◆ **GIVEN DATA**

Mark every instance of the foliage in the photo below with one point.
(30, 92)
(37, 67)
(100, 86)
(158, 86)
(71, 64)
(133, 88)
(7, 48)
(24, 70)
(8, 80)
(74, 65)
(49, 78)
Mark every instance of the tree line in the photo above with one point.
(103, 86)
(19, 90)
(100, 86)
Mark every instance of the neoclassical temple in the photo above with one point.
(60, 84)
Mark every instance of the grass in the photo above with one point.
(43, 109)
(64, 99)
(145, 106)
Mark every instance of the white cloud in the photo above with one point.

--

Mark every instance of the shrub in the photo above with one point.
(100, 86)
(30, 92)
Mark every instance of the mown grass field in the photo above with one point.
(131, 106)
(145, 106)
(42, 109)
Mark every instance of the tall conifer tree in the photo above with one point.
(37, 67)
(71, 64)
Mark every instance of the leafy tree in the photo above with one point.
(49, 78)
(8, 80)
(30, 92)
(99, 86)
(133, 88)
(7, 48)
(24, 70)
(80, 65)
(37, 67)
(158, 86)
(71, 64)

◆ **WHAT THE EXERCISE ASKS**
Could you set down, word for word, only the lines above from the line with "Mark every instance of the foliage" to the line with "Mark every instance of the white", including both?

◆ **RESPONSE BOX**
Mark every instance of the foliage in the photo below with one point.
(30, 92)
(37, 67)
(100, 86)
(158, 86)
(71, 64)
(133, 88)
(7, 48)
(24, 70)
(8, 80)
(74, 65)
(49, 78)
Mark every instance of the tree line in the photo above with one point.
(103, 86)
(19, 90)
(100, 86)
Mark every instance of the neoclassical temple in the photo above with one point.
(60, 84)
Mark every instance of the grass in the photo above with one point.
(43, 109)
(64, 99)
(145, 106)
Mark every instance of the white cloud in the photo above with one point.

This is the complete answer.